## START Data for the task
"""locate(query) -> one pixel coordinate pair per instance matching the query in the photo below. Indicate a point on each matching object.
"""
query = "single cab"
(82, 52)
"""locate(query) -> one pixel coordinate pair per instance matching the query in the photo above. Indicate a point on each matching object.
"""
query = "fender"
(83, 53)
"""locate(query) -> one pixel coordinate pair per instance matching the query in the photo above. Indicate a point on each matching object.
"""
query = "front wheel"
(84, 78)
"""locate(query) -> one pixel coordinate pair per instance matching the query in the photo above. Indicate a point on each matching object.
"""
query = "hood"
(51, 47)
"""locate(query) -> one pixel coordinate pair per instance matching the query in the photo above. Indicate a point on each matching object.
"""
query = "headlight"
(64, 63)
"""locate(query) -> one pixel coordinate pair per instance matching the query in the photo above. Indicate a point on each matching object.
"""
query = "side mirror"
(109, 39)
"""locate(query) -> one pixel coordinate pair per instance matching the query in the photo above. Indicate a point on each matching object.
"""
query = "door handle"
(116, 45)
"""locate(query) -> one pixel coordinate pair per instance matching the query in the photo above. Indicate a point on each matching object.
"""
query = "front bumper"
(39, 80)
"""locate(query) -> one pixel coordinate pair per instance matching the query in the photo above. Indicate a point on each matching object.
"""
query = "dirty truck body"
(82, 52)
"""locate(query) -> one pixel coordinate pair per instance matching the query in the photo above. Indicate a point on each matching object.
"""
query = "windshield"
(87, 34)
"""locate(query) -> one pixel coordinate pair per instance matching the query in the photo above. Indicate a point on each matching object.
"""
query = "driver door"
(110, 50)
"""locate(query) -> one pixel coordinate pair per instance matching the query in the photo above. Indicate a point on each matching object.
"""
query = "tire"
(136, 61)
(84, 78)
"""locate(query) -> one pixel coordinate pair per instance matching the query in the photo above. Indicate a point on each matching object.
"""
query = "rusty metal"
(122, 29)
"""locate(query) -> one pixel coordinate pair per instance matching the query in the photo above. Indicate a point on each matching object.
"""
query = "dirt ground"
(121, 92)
## END Data for the task
→ **What the task asks**: Make an exact copy of all the data.

→ **Correct response**:
"""locate(query) -> one pixel coordinate pair per instance matching the query in the photo below. Indicate a point on each matching object.
"""
query = "single cab"
(82, 52)
"""locate(query) -> one pixel coordinate pair per instance matching the query in the photo above. Indicate a point on each matching object.
"""
query = "fender"
(83, 53)
"""locate(query) -> one pixel coordinate pair per instance matching the query in the photo above. Indicate a point on each matching object.
"""
query = "front wheel"
(84, 78)
"""locate(query) -> one pixel coordinate pair per instance matching the query in the photo above. Indicate a point on each matching object.
"""
query = "hood"
(51, 47)
"""locate(query) -> one pixel coordinate pair per instance matching the query in the photo above. Indicate a point on each matching object.
"""
query = "headlight"
(64, 63)
"""locate(query) -> one pixel coordinate pair per instance matching the query in the photo above. Indicate a point on each matching object.
"""
query = "side mirror"
(109, 39)
"""locate(query) -> one pixel coordinate pair per instance matching the query in the photo above. Indicate a point on each matching object.
"""
query = "door handle"
(116, 45)
"""locate(query) -> one pixel coordinate pair per instance matching the query in the photo above. Indicate a point on each matching object.
"""
query = "front bumper"
(39, 80)
"""locate(query) -> one pixel coordinate pair per instance matching the query in the photo above. Indicate a point on each matching object.
"""
query = "dirty truck body"
(82, 52)
"""locate(query) -> one pixel coordinate pair per instance matching the query in the photo above. Indicate a point on each matching object.
"""
query = "windshield"
(87, 34)
"""locate(query) -> one pixel coordinate pair per instance matching the query in the photo above. Indicate a point on each matching object.
"""
query = "driver door"
(110, 50)
"""locate(query) -> one pixel coordinate pair per instance matching the query in the photo above. Indicate a point on each matching object.
"""
query = "tire"
(136, 61)
(84, 78)
"""locate(query) -> one pixel coordinate pair per instance matching the query in the photo above. Indicate a point on each matching object.
"""
query = "rusty metal"
(122, 29)
"""locate(query) -> one pixel coordinate pair per instance matching the query in the photo above. Indicate a point on each matching object.
"""
query = "dirt ground"
(121, 92)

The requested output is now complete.